AIM OF THE TASK: Write out nothing but the lines from the first line of the entries below through the line with "[locate] large tree"; no pictures go in.

::: DATASET

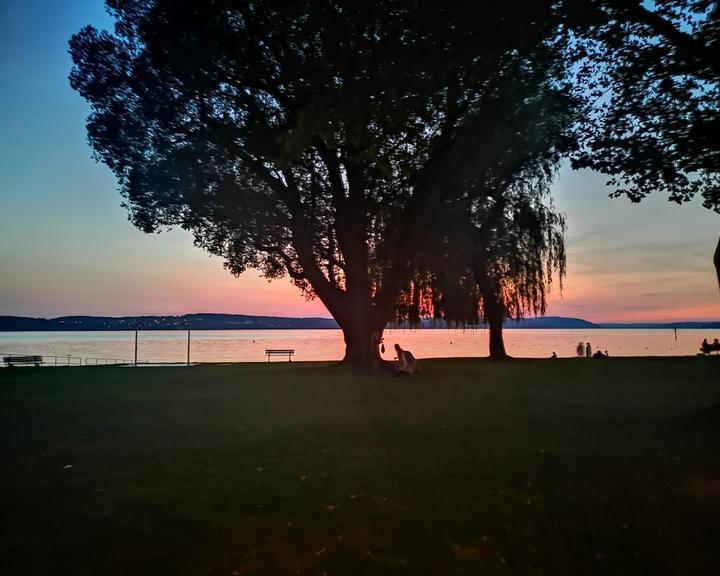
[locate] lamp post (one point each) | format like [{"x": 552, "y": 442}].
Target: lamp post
[
  {"x": 188, "y": 325},
  {"x": 136, "y": 327}
]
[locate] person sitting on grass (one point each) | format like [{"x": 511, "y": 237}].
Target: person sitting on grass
[{"x": 406, "y": 362}]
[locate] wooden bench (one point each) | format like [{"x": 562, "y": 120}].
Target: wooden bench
[
  {"x": 288, "y": 353},
  {"x": 20, "y": 360}
]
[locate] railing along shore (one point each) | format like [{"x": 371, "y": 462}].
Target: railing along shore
[{"x": 67, "y": 360}]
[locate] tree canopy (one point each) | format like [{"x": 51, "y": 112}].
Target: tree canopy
[
  {"x": 318, "y": 139},
  {"x": 650, "y": 77}
]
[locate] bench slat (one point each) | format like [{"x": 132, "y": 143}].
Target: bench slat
[{"x": 289, "y": 353}]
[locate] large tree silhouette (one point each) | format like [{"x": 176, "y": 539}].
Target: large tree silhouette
[
  {"x": 650, "y": 73},
  {"x": 494, "y": 261},
  {"x": 318, "y": 139}
]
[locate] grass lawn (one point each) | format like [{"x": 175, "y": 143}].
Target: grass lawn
[{"x": 563, "y": 467}]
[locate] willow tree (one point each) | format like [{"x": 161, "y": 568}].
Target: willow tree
[
  {"x": 313, "y": 139},
  {"x": 649, "y": 73},
  {"x": 497, "y": 261},
  {"x": 494, "y": 254}
]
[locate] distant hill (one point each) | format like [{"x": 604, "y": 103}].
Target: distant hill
[
  {"x": 244, "y": 322},
  {"x": 527, "y": 323},
  {"x": 197, "y": 321},
  {"x": 711, "y": 325}
]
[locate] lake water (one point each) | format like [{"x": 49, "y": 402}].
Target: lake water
[{"x": 250, "y": 345}]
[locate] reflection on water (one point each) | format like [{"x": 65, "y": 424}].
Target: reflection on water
[{"x": 250, "y": 345}]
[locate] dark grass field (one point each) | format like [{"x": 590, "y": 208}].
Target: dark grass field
[{"x": 472, "y": 467}]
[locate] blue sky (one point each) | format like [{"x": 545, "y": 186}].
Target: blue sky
[{"x": 66, "y": 246}]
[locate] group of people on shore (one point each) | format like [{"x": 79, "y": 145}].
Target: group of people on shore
[
  {"x": 706, "y": 347},
  {"x": 584, "y": 349}
]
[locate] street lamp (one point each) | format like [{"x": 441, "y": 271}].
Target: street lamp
[
  {"x": 188, "y": 325},
  {"x": 136, "y": 327}
]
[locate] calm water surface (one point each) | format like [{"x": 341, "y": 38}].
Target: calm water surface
[{"x": 250, "y": 345}]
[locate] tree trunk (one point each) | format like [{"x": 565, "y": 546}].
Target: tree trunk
[
  {"x": 362, "y": 341},
  {"x": 716, "y": 261},
  {"x": 495, "y": 316}
]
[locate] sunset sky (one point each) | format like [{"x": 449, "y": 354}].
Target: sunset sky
[{"x": 66, "y": 246}]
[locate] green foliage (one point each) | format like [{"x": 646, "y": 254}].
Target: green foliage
[
  {"x": 313, "y": 138},
  {"x": 650, "y": 76}
]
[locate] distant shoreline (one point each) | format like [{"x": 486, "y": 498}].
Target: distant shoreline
[{"x": 245, "y": 322}]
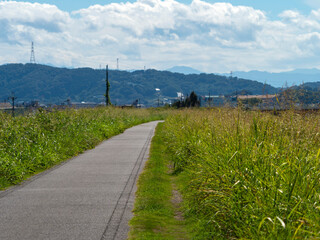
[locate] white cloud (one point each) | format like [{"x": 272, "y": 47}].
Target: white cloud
[{"x": 211, "y": 37}]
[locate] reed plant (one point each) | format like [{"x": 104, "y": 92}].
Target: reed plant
[
  {"x": 248, "y": 175},
  {"x": 33, "y": 143}
]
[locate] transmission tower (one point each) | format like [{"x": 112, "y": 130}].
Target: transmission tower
[{"x": 32, "y": 57}]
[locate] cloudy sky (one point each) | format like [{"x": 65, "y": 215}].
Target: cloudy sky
[{"x": 211, "y": 36}]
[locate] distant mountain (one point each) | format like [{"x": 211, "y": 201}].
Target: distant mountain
[
  {"x": 183, "y": 70},
  {"x": 55, "y": 85},
  {"x": 282, "y": 79}
]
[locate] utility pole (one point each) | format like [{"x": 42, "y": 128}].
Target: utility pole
[
  {"x": 108, "y": 102},
  {"x": 32, "y": 57},
  {"x": 12, "y": 98}
]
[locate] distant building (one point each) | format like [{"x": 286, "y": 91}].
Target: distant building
[
  {"x": 213, "y": 101},
  {"x": 5, "y": 105}
]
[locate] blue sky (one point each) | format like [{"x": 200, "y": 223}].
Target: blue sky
[
  {"x": 271, "y": 7},
  {"x": 211, "y": 36}
]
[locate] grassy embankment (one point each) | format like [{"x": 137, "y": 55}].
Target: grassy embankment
[
  {"x": 31, "y": 144},
  {"x": 156, "y": 212},
  {"x": 247, "y": 175}
]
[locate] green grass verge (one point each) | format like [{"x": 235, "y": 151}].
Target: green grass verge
[
  {"x": 154, "y": 211},
  {"x": 33, "y": 143}
]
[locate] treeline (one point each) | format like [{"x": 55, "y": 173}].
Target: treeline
[{"x": 55, "y": 85}]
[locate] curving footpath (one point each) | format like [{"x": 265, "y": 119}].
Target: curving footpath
[{"x": 90, "y": 196}]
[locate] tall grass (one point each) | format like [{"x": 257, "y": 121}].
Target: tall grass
[
  {"x": 249, "y": 175},
  {"x": 29, "y": 144}
]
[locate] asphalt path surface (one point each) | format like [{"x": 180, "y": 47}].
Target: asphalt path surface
[{"x": 88, "y": 197}]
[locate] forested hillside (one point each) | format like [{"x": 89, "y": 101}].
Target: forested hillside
[{"x": 55, "y": 85}]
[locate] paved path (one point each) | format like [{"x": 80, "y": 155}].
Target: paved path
[{"x": 88, "y": 197}]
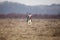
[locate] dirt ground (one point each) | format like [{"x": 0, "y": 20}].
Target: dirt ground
[{"x": 41, "y": 29}]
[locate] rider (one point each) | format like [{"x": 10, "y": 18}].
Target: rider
[{"x": 29, "y": 17}]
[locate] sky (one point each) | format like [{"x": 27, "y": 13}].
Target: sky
[{"x": 35, "y": 2}]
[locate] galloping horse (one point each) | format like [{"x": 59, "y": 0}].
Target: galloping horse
[{"x": 29, "y": 21}]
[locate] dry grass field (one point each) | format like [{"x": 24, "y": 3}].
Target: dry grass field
[{"x": 41, "y": 29}]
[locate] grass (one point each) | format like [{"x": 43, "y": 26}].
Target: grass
[{"x": 41, "y": 29}]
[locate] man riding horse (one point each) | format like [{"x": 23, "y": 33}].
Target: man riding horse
[{"x": 29, "y": 19}]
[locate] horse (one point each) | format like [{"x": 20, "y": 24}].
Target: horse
[{"x": 29, "y": 22}]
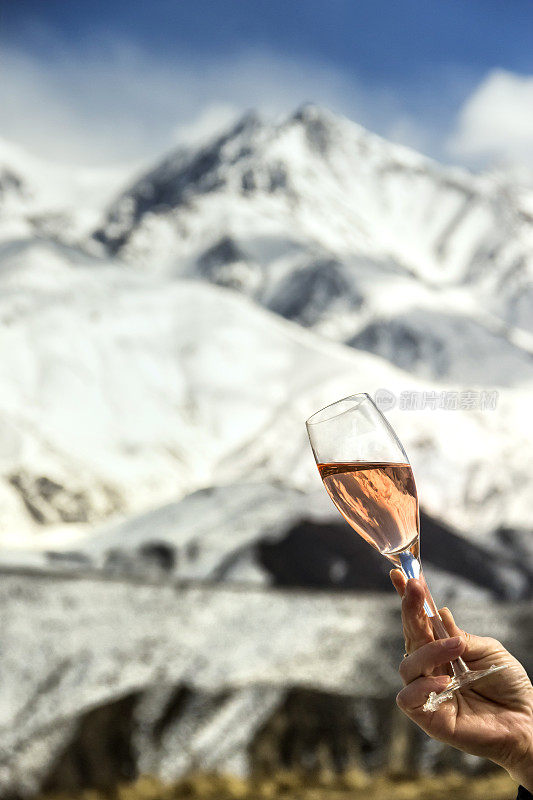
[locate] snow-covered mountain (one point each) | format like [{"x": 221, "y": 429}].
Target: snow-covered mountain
[
  {"x": 51, "y": 200},
  {"x": 122, "y": 390},
  {"x": 338, "y": 229},
  {"x": 129, "y": 380}
]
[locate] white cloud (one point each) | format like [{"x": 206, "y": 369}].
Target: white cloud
[
  {"x": 495, "y": 125},
  {"x": 116, "y": 103}
]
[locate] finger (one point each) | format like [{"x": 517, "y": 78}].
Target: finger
[
  {"x": 430, "y": 656},
  {"x": 416, "y": 625},
  {"x": 398, "y": 580},
  {"x": 477, "y": 647},
  {"x": 413, "y": 696}
]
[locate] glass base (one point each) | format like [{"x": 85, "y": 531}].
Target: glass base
[{"x": 434, "y": 700}]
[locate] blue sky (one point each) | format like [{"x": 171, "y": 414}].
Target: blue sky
[{"x": 110, "y": 80}]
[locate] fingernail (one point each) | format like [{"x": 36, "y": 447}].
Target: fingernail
[{"x": 453, "y": 643}]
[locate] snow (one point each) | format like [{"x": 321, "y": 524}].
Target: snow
[{"x": 129, "y": 379}]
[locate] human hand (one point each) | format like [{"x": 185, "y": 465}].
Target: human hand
[{"x": 492, "y": 718}]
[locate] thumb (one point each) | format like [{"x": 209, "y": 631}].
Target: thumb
[{"x": 477, "y": 647}]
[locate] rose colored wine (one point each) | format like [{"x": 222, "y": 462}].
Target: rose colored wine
[{"x": 379, "y": 501}]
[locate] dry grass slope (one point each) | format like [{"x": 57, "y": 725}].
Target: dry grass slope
[{"x": 353, "y": 785}]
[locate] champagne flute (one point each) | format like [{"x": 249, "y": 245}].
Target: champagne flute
[{"x": 368, "y": 476}]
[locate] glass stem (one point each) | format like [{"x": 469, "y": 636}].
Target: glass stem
[{"x": 412, "y": 568}]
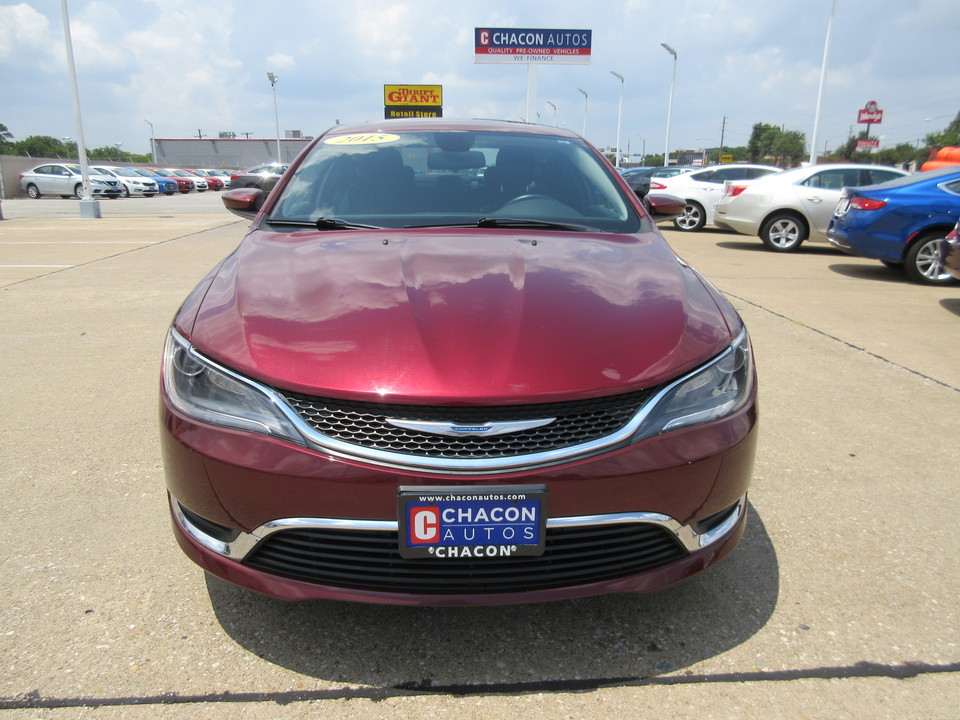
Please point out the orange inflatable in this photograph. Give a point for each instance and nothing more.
(946, 157)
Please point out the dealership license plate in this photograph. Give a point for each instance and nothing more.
(472, 523)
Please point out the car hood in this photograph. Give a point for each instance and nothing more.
(457, 316)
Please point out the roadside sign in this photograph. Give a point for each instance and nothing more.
(404, 101)
(517, 45)
(870, 114)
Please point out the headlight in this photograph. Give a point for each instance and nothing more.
(202, 390)
(716, 390)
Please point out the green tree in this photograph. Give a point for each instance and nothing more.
(789, 148)
(41, 146)
(761, 142)
(949, 136)
(773, 144)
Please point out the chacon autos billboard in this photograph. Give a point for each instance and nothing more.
(508, 45)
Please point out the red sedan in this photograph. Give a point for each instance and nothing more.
(455, 363)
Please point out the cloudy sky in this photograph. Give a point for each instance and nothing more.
(193, 67)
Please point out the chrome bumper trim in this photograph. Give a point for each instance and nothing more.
(238, 549)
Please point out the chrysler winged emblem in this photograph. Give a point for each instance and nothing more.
(464, 429)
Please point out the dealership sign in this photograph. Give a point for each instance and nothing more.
(870, 114)
(403, 101)
(510, 45)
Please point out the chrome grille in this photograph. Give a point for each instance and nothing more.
(365, 425)
(370, 560)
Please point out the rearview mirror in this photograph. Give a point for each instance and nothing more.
(244, 202)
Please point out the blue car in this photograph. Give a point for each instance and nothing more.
(901, 222)
(165, 185)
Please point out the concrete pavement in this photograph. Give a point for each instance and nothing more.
(841, 602)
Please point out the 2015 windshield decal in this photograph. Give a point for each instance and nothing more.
(362, 139)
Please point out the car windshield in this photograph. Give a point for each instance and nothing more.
(431, 179)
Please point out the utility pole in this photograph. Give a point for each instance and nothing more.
(723, 127)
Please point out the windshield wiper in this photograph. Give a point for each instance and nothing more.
(321, 224)
(503, 222)
(338, 224)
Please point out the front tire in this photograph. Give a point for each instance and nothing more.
(784, 233)
(922, 263)
(693, 217)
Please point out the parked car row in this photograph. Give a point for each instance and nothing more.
(65, 180)
(884, 213)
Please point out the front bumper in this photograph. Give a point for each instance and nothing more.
(233, 493)
(304, 570)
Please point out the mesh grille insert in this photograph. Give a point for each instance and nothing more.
(365, 560)
(365, 425)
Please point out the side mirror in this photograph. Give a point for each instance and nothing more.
(665, 206)
(244, 202)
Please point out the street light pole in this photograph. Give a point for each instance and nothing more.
(673, 82)
(619, 112)
(823, 77)
(153, 144)
(643, 151)
(276, 115)
(586, 98)
(89, 206)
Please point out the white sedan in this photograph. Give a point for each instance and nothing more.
(131, 183)
(701, 189)
(794, 205)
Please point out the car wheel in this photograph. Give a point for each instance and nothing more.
(692, 218)
(922, 263)
(783, 233)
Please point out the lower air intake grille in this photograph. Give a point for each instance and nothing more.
(365, 560)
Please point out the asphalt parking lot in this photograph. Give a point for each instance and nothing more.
(841, 601)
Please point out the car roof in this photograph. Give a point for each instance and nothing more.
(448, 125)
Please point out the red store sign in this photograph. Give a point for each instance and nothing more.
(870, 114)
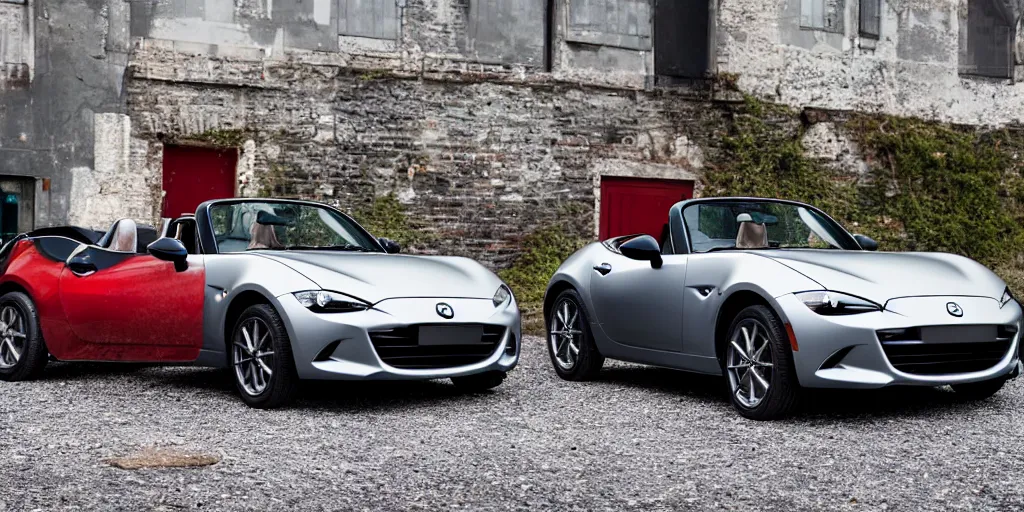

::::::

EXERCISE RESPONSE:
[locate] lamp post (one point each) | format like [{"x": 552, "y": 442}].
Target: lamp post
[
  {"x": 188, "y": 325},
  {"x": 136, "y": 327}
]
[locate] person sitting on grass (one point each) | format like [{"x": 511, "y": 237}].
Target: person sitting on grass
[{"x": 406, "y": 362}]
[locate] wooden bench (one point each) | format like [{"x": 562, "y": 120}].
Target: wooden bench
[
  {"x": 288, "y": 353},
  {"x": 20, "y": 360}
]
[locate] railing along shore (one point each) | format like [{"x": 371, "y": 462}].
Target: railing along shore
[{"x": 67, "y": 360}]
[locate] tree canopy (one point each) | format like [{"x": 51, "y": 112}].
Target: tree canopy
[
  {"x": 318, "y": 139},
  {"x": 650, "y": 77}
]
[locate] bench slat (one point each) | format like [{"x": 132, "y": 143}].
Target: bench slat
[{"x": 289, "y": 353}]
[locate] large tree silhouette (one point each) | format like [{"x": 176, "y": 539}].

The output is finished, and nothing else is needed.